Exercise tasks>
a – Rewrite the meditation passage starting with "My source of" and going on through "place to hide!!!", changing "lotus position" to "cross-legged pose".
b – In the meditation passage, which two practices are named as probably the most similar to meditation?

Passage to read>
◇ ◇ ◇
My source of knowledge and information – people like you – tells me there are many ways to experience a similar state without learning the lotus position. When you are awake, your body and mind are both active, and both undergo stress. When you are asleep your body gets to rest, but your mind, though not conscious, can still experience stressful thoughts. The meditative state is one in which your body is inactive, but not asleep, and your mind, though conscious, is not entertaining or holding onto stressful thoughts. The “chant” in meditation also called a “mantra” gives your mind something to “play with” that has no stressful connotation and thus creates no stressful thoughts. You find your place to hide!!!

The neat thing that I’ve learned is that this state is achieved by different people in lots of different ways. Prayer and yoga are probably the two most similar to meditation, but there are so many others. Reading, gardening, taking a long walk, being involved in a fun sports activity, playing or listening to music, taking a hot bath by candle light, looking at something of beauty, watching the ocean or a fire - the list is endless.
◇ ◇ ◇
Dataset extract>

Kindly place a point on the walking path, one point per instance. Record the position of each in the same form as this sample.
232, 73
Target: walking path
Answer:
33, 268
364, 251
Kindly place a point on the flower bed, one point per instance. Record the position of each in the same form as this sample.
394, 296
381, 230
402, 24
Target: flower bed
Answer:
◇ ◇ ◇
Task answers>
a –
My source of knowledge and information – people like you – tells me there are many ways to experience a similar state without learning the cross-legged pose. When you are awake, your body and mind are both active, and both undergo stress. When you are asleep your body gets to rest, but your mind, though not conscious, can still experience stressful thoughts. The meditative state is one in which your body is inactive, but not asleep, and your mind, though conscious, is not entertaining or holding onto stressful thoughts. The “chant” in meditation also called a “mantra” gives your mind something to “play with” that has no stressful connotation and thus creates no stressful thoughts. You find your place to hide!!!

b – Prayer and yoga.